### SET TASK
Resize everything from the line containing "Annotate the wooden pallet" down to the end of the data, rewriting those lines with the requests included, and multiply each x and y coordinate in the answers by 1.45, rounding to whole numbers with halves going up. Give only those lines.
## BEGIN INPUT ROWS
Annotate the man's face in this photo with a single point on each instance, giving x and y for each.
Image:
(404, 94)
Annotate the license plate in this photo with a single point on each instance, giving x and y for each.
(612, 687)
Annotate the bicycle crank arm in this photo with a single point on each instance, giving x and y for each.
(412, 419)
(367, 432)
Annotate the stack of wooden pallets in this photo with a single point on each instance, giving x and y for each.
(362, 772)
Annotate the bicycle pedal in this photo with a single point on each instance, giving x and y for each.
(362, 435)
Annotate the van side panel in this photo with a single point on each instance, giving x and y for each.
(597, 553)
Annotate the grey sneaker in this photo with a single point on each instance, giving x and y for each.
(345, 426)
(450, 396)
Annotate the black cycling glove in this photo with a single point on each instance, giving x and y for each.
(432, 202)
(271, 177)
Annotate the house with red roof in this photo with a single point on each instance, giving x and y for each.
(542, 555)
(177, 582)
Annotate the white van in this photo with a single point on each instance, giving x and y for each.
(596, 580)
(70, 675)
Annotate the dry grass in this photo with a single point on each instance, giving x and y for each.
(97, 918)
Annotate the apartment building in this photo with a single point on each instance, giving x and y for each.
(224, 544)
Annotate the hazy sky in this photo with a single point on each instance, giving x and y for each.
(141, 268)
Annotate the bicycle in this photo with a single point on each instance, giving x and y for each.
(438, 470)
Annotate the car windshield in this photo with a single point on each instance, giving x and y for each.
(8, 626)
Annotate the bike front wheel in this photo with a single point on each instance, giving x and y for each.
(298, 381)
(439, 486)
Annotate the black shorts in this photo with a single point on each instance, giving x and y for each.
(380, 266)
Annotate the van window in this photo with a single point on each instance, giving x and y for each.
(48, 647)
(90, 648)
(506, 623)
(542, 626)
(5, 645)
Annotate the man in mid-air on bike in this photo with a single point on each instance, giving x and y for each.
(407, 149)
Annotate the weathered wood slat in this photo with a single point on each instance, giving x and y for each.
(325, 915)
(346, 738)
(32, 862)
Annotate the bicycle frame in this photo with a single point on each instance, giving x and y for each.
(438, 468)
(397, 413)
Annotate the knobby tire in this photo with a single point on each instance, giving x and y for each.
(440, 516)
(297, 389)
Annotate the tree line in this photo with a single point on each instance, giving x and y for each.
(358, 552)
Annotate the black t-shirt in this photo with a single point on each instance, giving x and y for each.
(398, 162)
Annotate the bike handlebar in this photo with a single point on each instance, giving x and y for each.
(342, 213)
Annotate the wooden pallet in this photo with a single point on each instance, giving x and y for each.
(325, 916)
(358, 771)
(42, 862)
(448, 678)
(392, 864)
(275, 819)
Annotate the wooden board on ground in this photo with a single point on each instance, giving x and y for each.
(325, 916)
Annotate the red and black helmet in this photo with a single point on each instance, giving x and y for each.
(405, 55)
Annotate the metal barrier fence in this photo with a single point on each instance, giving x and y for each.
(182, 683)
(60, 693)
## END INPUT ROWS
### COMPLETED TASK
Annotate the wooden pallet in this photo with a single point on each instance, giving x and y for each.
(471, 1328)
(519, 1118)
(61, 1250)
(650, 983)
(568, 1253)
(399, 1188)
Annotate the wooden board on ground in this photo with a single point on each instance, giving x and y for each.
(471, 1328)
Annotate the red and black helmet in this photo with a single point on each instance, giving x and y for each.
(587, 80)
Annotate the metal barrier fence in this photo with a single point on each instance, giving x and y for each.
(264, 990)
(87, 1005)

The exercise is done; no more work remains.